極東極楽 ごくとうごくらく

豊饒なセカンドライフを求め大還暦までの旅日記

ピラミッドの経済学Ⅰ

2012年10月26日 | 政策論

 

 

 ジョセフ・ユ-ジン・スティグリッツ

【ピラミッドの経済学Ⅰ】

   古代エジプトピラミッド

雄大な古代エジプトのピラミッドの前に立つ時、現代ならばどのくらいの年月と費用、そして労働力でこれを完成
させることができるのか、誰しもが一度は考えてみるにちがいない。4,600年の昔、膨大な労働力を動員し得た権力
への驚きに加え、この大事業を企画推進したスタッフ(頭脳集団)とこれを支えた組織力、技術力に圧倒されるに
違いない。また権力、財力の条件や組織と技術はいかにこたえてきたのか。ピラミッドの高さ、勾配、一個一個の
石の大きさを決定し、それらを積み上げる過程には、美に対する感覚と豊富な経験が必要であり、“技術とは合理
であり、原理原則の発見”であり「建設とは運搬なり」に示されるように、建設が創作の美、機能の負荷、構造の
解析、素材の選択を経て、実際に物を造るフィールド作業の段階と、最適な運搬・運送手段あるいは手順で、正し
く運ばれることが不可欠とされ、計画の良否により、建設の費用と期間は大きく左右される。また、住居跡がある
ことから技術者は年間を通してピラミッド建設現場に居住し、労働力としてナイル川が上流のサバナ気候の影響で
氾濫し、農業ができない農閑期に労働力として農民が使われていたともいわれる。このように、古代エジプトのピ
ラミッドは、巨石を四角錐状に積み上げ、中に通路や部屋を配置し、王が天に昇る階段としての役割や、その斜め
の外形が太陽光を模したものであるとも考えられていて、単体で完成したものではなく、付随する葬祭殿等との複
合体として考えるべき特徴を持っている。ピラミッド本体には基本的に北面に入口があり、玄室に至る道や「重力
分散の間」と呼ばれる謎の機構など、未解明の仕掛けから構成されている。古代エジプトピラミッドは共同社会と
共同幻想の葬祭殿と王墓が未分化な象徴的な権威の側面以外に景気対策とし
ての公共事業として、経済力あるいは
生産力の象徴としての特徴を持ってきたものと考えられる。経済的側面から
これを現代風に解釈すれば、宗教的・
政治的行事の巨大な建造物の費用便益分析を行えばどのようになるのか考えてみよう。

[物体の指し示しに関するデータセット抜粋]
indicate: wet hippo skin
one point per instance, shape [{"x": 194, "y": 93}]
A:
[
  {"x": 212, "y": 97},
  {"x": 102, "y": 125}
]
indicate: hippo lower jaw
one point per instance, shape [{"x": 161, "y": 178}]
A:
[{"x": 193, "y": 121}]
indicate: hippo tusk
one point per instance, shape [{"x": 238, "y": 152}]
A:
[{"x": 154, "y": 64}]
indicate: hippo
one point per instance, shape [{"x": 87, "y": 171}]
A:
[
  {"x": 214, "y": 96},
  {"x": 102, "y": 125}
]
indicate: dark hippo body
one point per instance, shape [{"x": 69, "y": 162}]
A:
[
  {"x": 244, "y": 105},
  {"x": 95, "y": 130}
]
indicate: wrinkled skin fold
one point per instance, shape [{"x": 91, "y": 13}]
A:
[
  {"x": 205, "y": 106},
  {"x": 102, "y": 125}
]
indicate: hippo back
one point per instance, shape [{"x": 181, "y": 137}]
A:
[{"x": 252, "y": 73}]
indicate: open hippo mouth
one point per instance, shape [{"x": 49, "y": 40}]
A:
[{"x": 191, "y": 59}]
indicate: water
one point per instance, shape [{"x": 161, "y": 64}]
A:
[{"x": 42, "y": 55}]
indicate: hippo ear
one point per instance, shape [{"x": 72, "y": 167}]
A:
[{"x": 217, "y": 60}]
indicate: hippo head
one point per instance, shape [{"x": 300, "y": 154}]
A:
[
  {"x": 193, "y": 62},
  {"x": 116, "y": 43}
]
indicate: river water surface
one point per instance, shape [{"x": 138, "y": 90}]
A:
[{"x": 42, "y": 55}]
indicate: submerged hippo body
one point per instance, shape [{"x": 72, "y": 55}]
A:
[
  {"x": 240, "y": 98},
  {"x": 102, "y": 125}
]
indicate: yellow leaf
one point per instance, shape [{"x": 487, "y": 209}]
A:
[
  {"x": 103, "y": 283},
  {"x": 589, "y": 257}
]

> _求められること_
ピラミッドの経済学を論じた文章を、最後の文の次から書き継ぐこと。

> _課題への解答_
 Seigniorage  通貨発行益

古代エジプトの王権制から供与される信用膨張を元に、巨大ピラミッド建設が計画施工されたことにより、短期的
には近代経済でいわれるところの富すなわち剰余価値(W→W'(=W+P))は顕れ難いが、長期的にはゴールド
ラッシュのごとく人は自発的に競って金鉱を採掘する巨大なエネルギーを結集することができ、積極的なあるいは、
非略奪的な平和的な抗争が活況感を醸出し、新しい原理原則(=科学文化芸術)、新たな技術・技法・道具の創産
に繋がっていき、良循環しうることで共同社会全体の生産力が向上し、情操が高まるものと考えられる。ところで
ビラミッドの建設コストは現在風にアレンジすればどのぐらいになるのかとの疑問が湧くが「季刊大林ホーム」の
「クフ王政大ピラミッド建設計画の試み」で、現在の日本の建設中のコンクリートダムの1m3当たりの建設標準単価
を、大林組の計画した大ピラミッドと比較すると、コンクリートダムは24,000円前後、大ピラミッドは48,000円と
なり、大ピラミッドの建設単価はダム工事費の約2倍となる一方、古代エジプト人が行った工法に基づき、当時20
万人が30年かかったと単純に計算すると、現在の労賃に換算し、20万人×30年×12ヵ月×6万円/月=約4兆円とな
ると試算している。それでは本題に入ろう。 ピラミッドは公共工事だったともいわれているが、現在でも観光客を
引き寄せエジプトの経済に大きく貢献しているようにみえる(観光事業促進整備という名目の公共的側面)。ピラ
ミッドの建設当時は農閑期の公共事業として直接的な効果と前述したような間接的あるいは無形的な効果側面に効
果があったと考えられるので、大林組の試みのような、費用便益分析すれば大凡の見当はつくだろう。現代でもこ
うした経済効果をもたらす「ハコモノ」が有益なのかを考える機会となり、例えば、公務員が運営に一切関与しな
い(役員等にも天下りしない)とか、世界的に歴史的に有名な建造物という条件とか、効果試算対象項目と範囲の
明確化などの前提条件をクリアーすれば何とか計算できそうだし、このような試みの蓄積は、従来の比較的粗い社
会科学的な数値計量の精度向上に貢献するだろう。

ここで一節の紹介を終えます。